- [Supplied text]:
How Interest Rates Affect Monthly Mortgage Payments

What you’ll learn:

  • How mortgage rates are actually set (and what you can control vs. can’t)
  • Real calculations showing interest rate impact on monthly payments
  • Variable vs. fixed mortgages (honest pros and cons of each)
  • How higher rates affect you as a prospective buyer vs. existing homeowner
  • The relationship between Bank of Canada rates and your mortgage rate
  • Ontario market rate context as of January 2026

THE RATE SHOCK NOBODY EXPECTS

Between 2021 and 2023, mortgage rates climbed from to 7%.

Someone approved for a mortgage at 1.5% suddenly faced 7% rates. Their monthly payment wasn’t “a bit higher.” It was devastating.

On a $400,000 mortgage:

  • At 1.5%: ~$1,640/month
  • At 7%: ~$2,661/month
  • Difference: +$1,021/month (+62%)

- [Complete the following]:
**a.** Rewrite the text on mortgage rates from "Someone approved for" up to and including "Difference: +$1,021/month (+62%)", putting "crushing" in place of "devastating".
**b.** Continue the text on mortgage rates from the point where it stops.

Point annotation dataset listing
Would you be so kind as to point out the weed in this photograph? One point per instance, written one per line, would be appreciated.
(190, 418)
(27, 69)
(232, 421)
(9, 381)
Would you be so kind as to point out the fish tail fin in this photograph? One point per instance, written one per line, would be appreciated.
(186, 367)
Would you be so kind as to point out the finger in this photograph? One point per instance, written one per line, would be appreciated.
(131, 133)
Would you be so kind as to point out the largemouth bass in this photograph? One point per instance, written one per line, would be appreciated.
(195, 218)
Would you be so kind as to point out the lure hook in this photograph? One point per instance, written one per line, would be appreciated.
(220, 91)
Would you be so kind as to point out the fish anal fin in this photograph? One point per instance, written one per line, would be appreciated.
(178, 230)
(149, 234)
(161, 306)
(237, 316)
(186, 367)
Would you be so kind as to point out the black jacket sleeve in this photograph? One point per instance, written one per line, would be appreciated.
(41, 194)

- [The answers]:
**a.**
Someone approved for a mortgage at 1.5% suddenly faced 7% rates. Their monthly payment wasn’t “a bit higher.” It was crushing.

On a $400,000 mortgage:

  • At 1.5%: ~$1,640/month
  • At 7%: ~$2,661/month
  • Difference: +$1,021/month (+62%)

**b.**
This is why it’s critical to understand interest rates and their impact on your monthly payment.

Let’s break down exactly how rates work, and what that means for your wallet.

HOW MORTGAGE RATES ARE ACTUALLY SET

Your mortgage rate isn’t random. It’s determined by several interconnected factors:

1. Bank of Canada Overnight Rate (Most Important)

The Bank of Canada sets the overnight rate (the rate at which banks lend to each other). As of January 2026, the BoC rate is approximately 3.75% (down from the peak of 5.0% in 2022, but still elevated historically).

Why this matters: When the BoC changes rates, mortgage rates typically follow within weeks. This is the single biggest driver of mortgage rate changes.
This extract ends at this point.